Challenge 1:
Set down the part of the book review that opens with the words containing "Before Lisa Ashley" and closes with "reading her work.", copying it word for word.

Two books by Lillo Way

LEND ME YOUR WINGS, Lillo Way, Shanti Arts Publishing, 2021.

FLYING, TRAPEZE POEMS, Lillo Way, Redbird Chapbooks, 2024.

Before Lisa Ashley invited me to read with her and Lillo Way, last fall at Eagle Harbor Books, I had heard of Lillo, but had not had the privilege of meeting her or reading her work.

Lillo is named after her grandmother, stage-name Lillo Dillon (1875-1939), a trapeze artist—in a family billed as the “The Flying Dillons, Demons of the Air”—with Barnum & Bailey. The 22 poems of Flying illustrate—illuminate—the original Lillo’s life: “trained to fly,” and first put on a tight rope at age four. It’s a story that of course a granddaughter would catch onto (and no matter how her mother tried to ground her). Of course Lillo Way’s personal history is filled with acting, dancing, and choreography. And award-winning poems.

In Lend Me Your Wings the grandmother’s story also appears, but in every poem in the collection (over 100 pages), flight is interwoven with fancy. I love the sound work in these poems, and the specificity. A half-moon is framed by a window, “mullioned and muntined.” Even a poem about snoring is staged: “A bulldozer of sound. A demolition derby.” Nothing, in Lillo Way’s hands, feels ordinary. Rain in Porticello is “knives and forks frogs and ropes / halyards halberds cords and threads,” “all spangle-bangled” and falling. Clothes are tasseled and sequined, and so is memory. A performance.

Challenge 2:
Extract the part of the records that opens with the line containing "Exercise. Point out the shirt" and runs through the end of the records, both ends included, and repeat those lines verbatim.

Given records:
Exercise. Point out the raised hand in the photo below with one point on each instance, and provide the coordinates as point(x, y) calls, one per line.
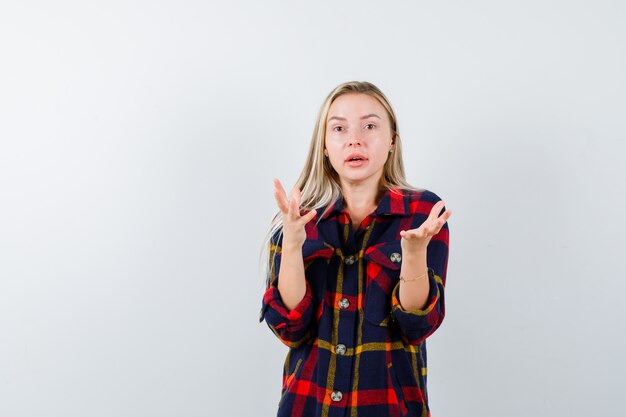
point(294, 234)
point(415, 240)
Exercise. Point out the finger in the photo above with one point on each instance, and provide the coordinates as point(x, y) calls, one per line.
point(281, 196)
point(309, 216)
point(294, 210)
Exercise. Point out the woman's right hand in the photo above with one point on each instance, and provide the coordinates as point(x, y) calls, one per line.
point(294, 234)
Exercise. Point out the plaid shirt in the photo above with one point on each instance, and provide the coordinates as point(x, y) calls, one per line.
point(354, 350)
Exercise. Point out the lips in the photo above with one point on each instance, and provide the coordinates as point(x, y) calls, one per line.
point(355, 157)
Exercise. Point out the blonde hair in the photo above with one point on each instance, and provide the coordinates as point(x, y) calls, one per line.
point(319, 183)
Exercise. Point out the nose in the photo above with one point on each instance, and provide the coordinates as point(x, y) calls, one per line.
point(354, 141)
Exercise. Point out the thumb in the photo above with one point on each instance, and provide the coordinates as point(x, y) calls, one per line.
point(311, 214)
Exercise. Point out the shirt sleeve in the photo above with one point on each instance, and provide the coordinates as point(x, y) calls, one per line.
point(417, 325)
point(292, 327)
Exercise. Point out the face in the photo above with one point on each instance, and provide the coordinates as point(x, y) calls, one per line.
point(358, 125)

Worked solution 1:
Before Lisa Ashley invited me to read with her and Lillo Way, last fall at Eagle Harbor Books, I had heard of Lillo, but had not had the privilege of meeting her or reading her work.

Worked solution 2:
Exercise. Point out the shirt sleeve in the photo above with one point on each instance, and provide the coordinates as point(x, y) calls, one per line.
point(417, 325)
point(292, 327)
Exercise. Point out the face in the photo above with one point on each instance, and provide the coordinates as point(x, y) calls, one per line.
point(358, 125)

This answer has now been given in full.